All material below is to be reproduced exactly.

— START OF PROVIDED RECORDS —

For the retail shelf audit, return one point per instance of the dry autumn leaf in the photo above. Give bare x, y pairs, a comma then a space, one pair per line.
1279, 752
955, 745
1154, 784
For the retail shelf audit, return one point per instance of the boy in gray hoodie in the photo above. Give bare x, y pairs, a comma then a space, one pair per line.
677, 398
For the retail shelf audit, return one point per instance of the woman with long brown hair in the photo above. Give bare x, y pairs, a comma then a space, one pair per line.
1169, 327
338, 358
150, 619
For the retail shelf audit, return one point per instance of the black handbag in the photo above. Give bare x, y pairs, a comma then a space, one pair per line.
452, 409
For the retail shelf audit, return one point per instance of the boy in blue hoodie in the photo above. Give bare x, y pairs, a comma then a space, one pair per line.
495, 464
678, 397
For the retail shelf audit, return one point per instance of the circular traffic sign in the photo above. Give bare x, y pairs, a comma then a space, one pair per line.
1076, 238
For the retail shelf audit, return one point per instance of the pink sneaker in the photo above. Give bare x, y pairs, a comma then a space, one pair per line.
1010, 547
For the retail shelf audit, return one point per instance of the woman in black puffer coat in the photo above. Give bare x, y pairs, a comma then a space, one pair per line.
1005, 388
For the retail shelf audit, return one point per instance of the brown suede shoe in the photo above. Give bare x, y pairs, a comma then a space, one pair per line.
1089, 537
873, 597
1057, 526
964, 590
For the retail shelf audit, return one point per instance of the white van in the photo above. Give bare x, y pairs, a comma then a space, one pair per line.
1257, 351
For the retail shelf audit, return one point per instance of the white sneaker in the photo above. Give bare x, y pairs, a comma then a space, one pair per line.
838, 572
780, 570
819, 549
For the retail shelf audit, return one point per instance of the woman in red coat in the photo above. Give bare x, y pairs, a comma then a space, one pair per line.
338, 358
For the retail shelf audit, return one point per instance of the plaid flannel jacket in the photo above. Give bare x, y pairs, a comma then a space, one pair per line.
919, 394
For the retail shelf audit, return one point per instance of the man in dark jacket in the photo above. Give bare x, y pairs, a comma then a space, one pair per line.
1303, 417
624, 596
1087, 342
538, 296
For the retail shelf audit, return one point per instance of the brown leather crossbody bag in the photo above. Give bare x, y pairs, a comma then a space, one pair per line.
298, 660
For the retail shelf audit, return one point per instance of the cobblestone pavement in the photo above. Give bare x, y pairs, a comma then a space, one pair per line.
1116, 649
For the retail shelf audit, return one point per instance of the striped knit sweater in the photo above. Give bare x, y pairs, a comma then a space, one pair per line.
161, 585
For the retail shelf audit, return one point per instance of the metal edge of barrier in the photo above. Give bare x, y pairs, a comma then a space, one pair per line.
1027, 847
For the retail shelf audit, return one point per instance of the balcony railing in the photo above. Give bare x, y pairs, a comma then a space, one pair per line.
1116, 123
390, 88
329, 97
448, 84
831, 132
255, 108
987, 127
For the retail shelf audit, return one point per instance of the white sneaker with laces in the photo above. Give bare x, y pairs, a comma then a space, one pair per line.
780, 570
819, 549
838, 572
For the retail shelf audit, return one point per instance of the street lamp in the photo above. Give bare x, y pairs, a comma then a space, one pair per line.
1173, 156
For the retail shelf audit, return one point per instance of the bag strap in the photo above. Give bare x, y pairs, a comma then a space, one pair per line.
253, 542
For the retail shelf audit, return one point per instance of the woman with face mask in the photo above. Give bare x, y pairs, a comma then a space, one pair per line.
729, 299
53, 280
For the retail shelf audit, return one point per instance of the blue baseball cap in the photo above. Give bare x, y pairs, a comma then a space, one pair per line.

— END OF PROVIDED RECORDS —

* WRITTEN SOLUTION *
For the retail shelf audit, return one point per instance of the dry autumn leaf in the photo above. Give bare x, y pairs, a comma then a space, one pair per line.
1279, 752
955, 745
1154, 784
For the retail shelf audit, return one point per instance of the boy in gray hoodie in the photo above. Give bare x, y pairs, a comma then a space, one pair per line.
677, 398
For the retail shelf audit, return one point per instance of the woman with long brown hair in the photo above. Give bare x, y pairs, a comma then a space, one pair per line.
1169, 327
338, 358
150, 619
For the retail shelf audit, return one point per instance of the black handbag in the photo above. Give bare x, y pairs, a comma then a space, one pair per line.
452, 409
For the retail shelf audit, return one point per instance of the boy in blue hoodie in the photo above. Give bare x, y pairs, a comma then a space, one pair per line.
495, 464
678, 397
For the retail shelf audit, return one point per instance of the circular traffic sign in the photo above. Give bare x, y pairs, a comma then a space, one pair per line.
1076, 238
For the retail shelf audit, return one point per instance of the pink sneaker in the photo above. Give bare x, y pairs, a comma then a space, one pair per line.
1010, 547
For the retail shelf audit, return one point per instance of the woman in black puffer coat in the photo above. Give bare x, y pairs, a comma then a space, one pair per line.
1005, 388
For the retail shelf audit, return one point per instance of the brown suede shoe in the photo above. Give bare x, y pairs, a comma then a space, one pair per line.
1089, 537
873, 597
1057, 526
964, 590
For the retail shelf audit, return one point per instance of the white van in the photo above. Give bare x, y pairs, a comma then a space, one pair per line.
1257, 351
For the retail shelf audit, return one point per instance of the white sneaker in the photo above. Give bare x, y pairs, a comma then a space, one pair per line.
838, 572
780, 570
819, 549
For the retail shelf audit, return one point per instance of the woman in red coat in the photo above. Give bare x, y pairs, a comma then a space, one pair per line.
338, 358
For the retail shelf audit, return one point per instance of the plaid flannel jacket in the photo above. Give bare x, y pairs, a comma then a space, one pair per line.
919, 394
For the retail shelf audit, return one point per instance of the man in dark jacket in the photo above. Give bare x, y pairs, a comma then a space, one pair per line.
1303, 417
624, 596
1087, 342
538, 296
For the retail shelf audit, return one point per instance of the brown leather crossbody bag in the photo above. Give bare x, y pairs, a comma then a space, one pair per line.
298, 660
For the retail shelf audit, return one point per instance of the cobblestone pavement in the photo above. Give bare x, y pairs, a comma then a space, one pair per line.
1116, 649
For the retail shelf audit, return one point per instance of the striped knit sweater in the photo above. Give bare x, y pairs, a comma then a space, one pair per line.
161, 585
For the retail shelf audit, return one point per instance of the metal edge of barrier in the photo above. Give bare x, y pairs, a comma then a space, one pair per line.
1027, 847
For the retail shelf audit, return one point per instance of the balcony railing in the photo above. Give bare x, y pairs, a comma then a space, one pair per line.
1116, 123
390, 88
329, 97
448, 84
831, 132
255, 108
987, 127
For the retail shelf audit, return one point per instance of the white sneaker with laces in the photo above. Give bare x, y pairs, a comma then a space, one pair per line.
780, 570
819, 549
838, 572
For the retail shelf audit, return one point per instance of the street lamp in the photo above. Give bare x, y pairs, a comma then a space, one pair per line.
1173, 156
For the retail shelf audit, return one point per instance of the bag strap in the photo above. Give bare x, y pairs, a comma then a space, one pair per line.
253, 542
For the retail shelf audit, return one point per instance of the woman with face mask in the photo above. Give bare x, y pairs, a comma then a space, one pair per line.
729, 299
53, 280
For the retail shelf audit, return one point per instance of the blue baseball cap in the photo above. Give bare x, y pairs, a comma then a space, one pair per line.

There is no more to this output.